Write out the material again with every "rough mask" changed to "coarse mask", leaving everything else as it is.

***** LISTED ENTRIES

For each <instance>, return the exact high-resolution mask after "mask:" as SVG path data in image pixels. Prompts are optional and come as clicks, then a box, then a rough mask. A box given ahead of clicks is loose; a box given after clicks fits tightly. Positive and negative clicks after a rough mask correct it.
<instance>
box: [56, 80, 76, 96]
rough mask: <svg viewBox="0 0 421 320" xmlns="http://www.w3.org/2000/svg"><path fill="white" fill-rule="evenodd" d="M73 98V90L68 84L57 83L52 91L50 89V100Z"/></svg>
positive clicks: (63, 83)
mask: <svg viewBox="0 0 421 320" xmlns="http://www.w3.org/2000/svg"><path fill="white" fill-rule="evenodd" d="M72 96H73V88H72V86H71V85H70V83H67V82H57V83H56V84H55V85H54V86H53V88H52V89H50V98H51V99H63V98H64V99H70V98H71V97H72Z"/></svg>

**********

SOLUTION →
For each <instance>, return the exact high-resolution mask after "mask:" as SVG path data in image pixels. Prompts are optional and come as clicks, then a box, then a coarse mask. A box given ahead of clicks is loose; a box given after clicks fits tightly. Positive and negative clicks after a coarse mask correct it.
<instance>
box: [56, 80, 76, 96]
coarse mask: <svg viewBox="0 0 421 320" xmlns="http://www.w3.org/2000/svg"><path fill="white" fill-rule="evenodd" d="M73 98V90L68 84L57 83L52 91L50 89V100Z"/></svg>
positive clicks: (63, 83)
mask: <svg viewBox="0 0 421 320" xmlns="http://www.w3.org/2000/svg"><path fill="white" fill-rule="evenodd" d="M72 96H73V88H72V86H71V85H70V83H67V82H57V83H56V84H55V85H54V86H53V88H52V89H50V98H51V99H63V98H64V99H70V98H71V97H72Z"/></svg>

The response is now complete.